**SHORT EXERCISE**: Reproduce every row below verbatim, line for line.

**DATA SHOWN**:

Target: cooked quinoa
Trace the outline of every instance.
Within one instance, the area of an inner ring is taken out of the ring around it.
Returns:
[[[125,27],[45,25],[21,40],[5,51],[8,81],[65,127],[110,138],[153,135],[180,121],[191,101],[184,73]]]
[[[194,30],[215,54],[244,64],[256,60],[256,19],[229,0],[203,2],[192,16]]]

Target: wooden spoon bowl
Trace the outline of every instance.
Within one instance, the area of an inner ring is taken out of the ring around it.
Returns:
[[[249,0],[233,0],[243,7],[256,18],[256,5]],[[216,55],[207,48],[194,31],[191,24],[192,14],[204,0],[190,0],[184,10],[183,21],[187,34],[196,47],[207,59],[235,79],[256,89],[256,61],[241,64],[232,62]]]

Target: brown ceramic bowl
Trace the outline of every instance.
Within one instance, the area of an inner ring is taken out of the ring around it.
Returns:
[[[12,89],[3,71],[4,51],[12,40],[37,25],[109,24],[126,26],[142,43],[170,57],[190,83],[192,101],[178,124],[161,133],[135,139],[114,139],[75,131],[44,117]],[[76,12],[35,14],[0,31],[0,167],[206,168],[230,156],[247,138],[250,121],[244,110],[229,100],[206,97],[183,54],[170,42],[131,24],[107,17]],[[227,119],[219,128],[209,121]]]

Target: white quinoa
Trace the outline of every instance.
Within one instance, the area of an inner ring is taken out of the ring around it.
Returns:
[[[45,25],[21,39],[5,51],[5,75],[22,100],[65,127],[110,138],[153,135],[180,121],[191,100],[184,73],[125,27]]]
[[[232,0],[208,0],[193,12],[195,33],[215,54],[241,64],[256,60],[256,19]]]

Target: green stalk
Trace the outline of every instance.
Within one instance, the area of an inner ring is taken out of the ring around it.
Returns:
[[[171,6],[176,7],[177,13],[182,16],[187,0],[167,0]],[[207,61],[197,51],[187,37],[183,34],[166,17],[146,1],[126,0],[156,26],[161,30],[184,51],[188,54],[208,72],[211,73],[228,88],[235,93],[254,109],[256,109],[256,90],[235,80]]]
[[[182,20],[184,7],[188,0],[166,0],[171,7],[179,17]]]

**RESULT OF THIS TASK**:
Target: cooked quinoa
Trace the outline of every instance.
Within one instance, the area of an inner ring is taken out of the ring around it.
Returns:
[[[125,27],[45,25],[21,40],[5,51],[8,81],[65,127],[110,138],[153,135],[180,121],[191,101],[184,73]]]
[[[194,30],[215,54],[244,64],[256,60],[256,19],[229,0],[203,2],[192,16]]]

Target: wooden spoon bowl
Trace the outline of every instance.
Within one instance, the area of an inner ring is taken out of the ring around it.
Returns:
[[[249,0],[233,0],[243,7],[256,18],[256,5]],[[216,55],[207,48],[194,31],[191,24],[192,14],[204,0],[190,0],[184,10],[183,21],[187,34],[196,47],[207,59],[235,79],[256,89],[256,61],[241,64],[232,62]]]

Target: brown ceramic bowl
Trace the outline of every instance.
Within one instance, the area of an inner ring is taken out of the ring around it.
Returns:
[[[12,89],[3,71],[4,51],[12,40],[37,25],[109,24],[126,26],[142,43],[170,57],[190,83],[192,101],[178,124],[161,133],[135,139],[114,139],[75,131],[44,117]],[[76,12],[35,14],[0,31],[0,167],[206,168],[230,156],[247,138],[250,121],[244,110],[229,100],[206,97],[183,54],[170,42],[131,24],[107,17]],[[227,119],[219,128],[209,121]]]

Target: white quinoa
Trace the outline of every instance.
Within one instance, the area of an inner ring is taken out of the ring around it.
Returns:
[[[45,25],[21,39],[5,51],[5,75],[22,100],[65,127],[110,138],[153,135],[180,121],[191,100],[184,73],[125,27]]]
[[[232,0],[208,0],[193,12],[195,33],[215,54],[241,64],[256,60],[256,19]]]

Target: green stalk
Trace the outline of every instance.
Within one instance, the area of an inner ring is taken out of the ring around it.
Returns:
[[[171,6],[176,7],[177,13],[182,16],[187,0],[167,0]],[[207,61],[197,51],[187,37],[183,34],[166,17],[146,1],[126,0],[156,26],[161,30],[184,51],[188,54],[208,72],[211,73],[228,88],[235,93],[254,109],[256,109],[256,90],[235,80]]]
[[[182,20],[184,7],[188,0],[166,0],[171,7],[179,17]]]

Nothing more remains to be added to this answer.